> **PAGE**:
So at this stage you would be forgiven for thinking the movie was going to be far more conventional than the feature length bloodbath that is Transformers:  The Movie.  That is until the film takes a strange and somewhat Lovecraftian turn.  As the battle rages it is joined by weird organic creatures that reveal a secret world hidden in the snow-capped mountains.  Cobra-La, a place of bizarre monsters and technology, is an ancient civilisation planning to destroy humankind and reclaim the world as theirs.  It is a place where insect-like beings, reptilian monsters and fish-like creatures form both the populace and the technology.  Weird bug-like drones travel around in living piscine flying ships, prisoners are interrogated while trapped in giant clams and there is even a giant vagina dentata used to travel in and out of the city. 


It also introduces three new key characters; the mysterious assassin and her squiddy weapons called Pythona, the awesome and iconic winged strongman Nemesis Enforcer and the bio-tech nightmare that is the ruler of Cobra-La, with the wonderfully grotesque name Golobulus.


More than this it is revealed that Cobra Commander was once a scientist of Cobra-La and was placed into the human world to create Cobra.  Cobra, it seems, isn’t really a terrorist organisation but actually a force designed to prepare the world for the return of this hideous and ancient world and their transformative spores with which they intend to turn humans into snakes.

So not especially traditional after all. 

The film isn’t quite as ruthless with its characters as Transformers:  The Movie, though there is a little blood spilt and Cobra-Commander, continuing the Lovecraftian themes, is slowly transformed into a hideous snake creature.  Additionally a lot of the classic heroes are imprisoned for most of the film and newer characters introduced to rescue them.


Understandably fans where a little perturbed by not only the change in genre from high-tech action to sci-fi horror-fantasy, but to the revising of the whole nature of Cobra.  Yet as a child who only played with the toys, and was therefore not as invested in the canon as many, I found the changes really rather exciting.  As an adult watching it back the whole thing seems so ballsy I can’t help but have some degree of admiration for it. 

G.I. Joe:  The Movie is only slightly better animated than most Saturday morning cartoons of the time, yet it features a fairly interesting list of voice talent from the familiar vocal talents of seasoned artists like Peter Cullen and Chris Latta, to actors such as Don Johnson and Burgess Meredith.  But more than that it is a weird example of a gamble that kind of pays off.  Toy soldiers mixed with H.P. Lovecraft and served up for kids?  Count me in.

> **MATERIAL SHOWN**:
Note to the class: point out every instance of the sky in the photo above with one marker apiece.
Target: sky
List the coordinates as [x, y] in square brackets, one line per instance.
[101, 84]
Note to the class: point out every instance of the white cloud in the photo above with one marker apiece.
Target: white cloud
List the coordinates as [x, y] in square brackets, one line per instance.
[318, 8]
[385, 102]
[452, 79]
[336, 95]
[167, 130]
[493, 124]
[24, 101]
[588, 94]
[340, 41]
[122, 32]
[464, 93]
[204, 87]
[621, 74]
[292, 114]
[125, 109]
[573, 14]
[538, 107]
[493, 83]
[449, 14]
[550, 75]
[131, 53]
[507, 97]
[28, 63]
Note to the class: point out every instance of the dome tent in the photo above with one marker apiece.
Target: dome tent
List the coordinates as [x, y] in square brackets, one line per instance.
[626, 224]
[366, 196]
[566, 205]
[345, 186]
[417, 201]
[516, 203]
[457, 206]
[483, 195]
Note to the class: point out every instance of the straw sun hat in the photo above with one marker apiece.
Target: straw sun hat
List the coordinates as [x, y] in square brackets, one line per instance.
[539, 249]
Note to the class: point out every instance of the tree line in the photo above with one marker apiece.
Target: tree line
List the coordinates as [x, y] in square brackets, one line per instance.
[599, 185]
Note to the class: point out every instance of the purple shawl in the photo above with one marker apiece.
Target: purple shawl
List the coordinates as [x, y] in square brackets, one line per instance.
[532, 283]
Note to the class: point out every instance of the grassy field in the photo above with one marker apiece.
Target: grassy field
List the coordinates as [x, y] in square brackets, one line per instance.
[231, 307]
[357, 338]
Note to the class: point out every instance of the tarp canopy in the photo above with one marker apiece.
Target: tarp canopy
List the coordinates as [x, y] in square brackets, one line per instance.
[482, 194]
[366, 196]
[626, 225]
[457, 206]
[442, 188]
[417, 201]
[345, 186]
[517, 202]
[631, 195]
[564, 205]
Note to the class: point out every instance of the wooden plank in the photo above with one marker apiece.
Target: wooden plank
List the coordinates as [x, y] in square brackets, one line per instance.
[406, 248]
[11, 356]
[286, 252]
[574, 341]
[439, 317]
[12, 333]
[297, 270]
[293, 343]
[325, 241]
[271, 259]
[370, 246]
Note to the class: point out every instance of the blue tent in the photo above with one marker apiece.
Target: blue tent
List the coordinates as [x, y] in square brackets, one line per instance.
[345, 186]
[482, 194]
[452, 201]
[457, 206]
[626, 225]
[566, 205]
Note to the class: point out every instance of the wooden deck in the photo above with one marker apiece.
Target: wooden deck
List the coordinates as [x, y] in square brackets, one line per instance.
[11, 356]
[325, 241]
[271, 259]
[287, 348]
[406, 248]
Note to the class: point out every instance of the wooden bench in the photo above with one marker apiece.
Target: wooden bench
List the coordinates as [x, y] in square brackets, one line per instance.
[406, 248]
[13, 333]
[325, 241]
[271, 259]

> **EXERCISE TASK**:
Write out the stretch of the G.I. Joe: The Movie review from "It also introduces" through "grotesque name Golobulus.", swapping "strongman" for "bodyguard". The records are separate material, unconnected to the review.

> **THE RESULT**:
It also introduces three new key characters; the mysterious assassin and her squiddy weapons called Pythona, the awesome and iconic winged bodyguard Nemesis Enforcer and the bio-tech nightmare that is the ruler of Cobra-La, with the wonderfully grotesque name Golobulus.